OBJET DE LA TÂCHE >>
Recopiez à l'identique, s'il vous plaît, chaque ligne des enregistrements qui suivent.

ENREGISTREMENTS FOURNIS >>

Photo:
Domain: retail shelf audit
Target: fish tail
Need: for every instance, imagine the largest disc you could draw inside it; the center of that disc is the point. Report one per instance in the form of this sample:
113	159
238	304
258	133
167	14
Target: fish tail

RÉPONSE À L'EXERCICE >>
Photo:
Domain: retail shelf audit
Target: fish tail
Need: for every instance, imagine the largest disc you could draw inside it; the center of that disc is the point. Report one per instance in the form of this sample:
113	159
238	304
258	133
167	14
Target: fish tail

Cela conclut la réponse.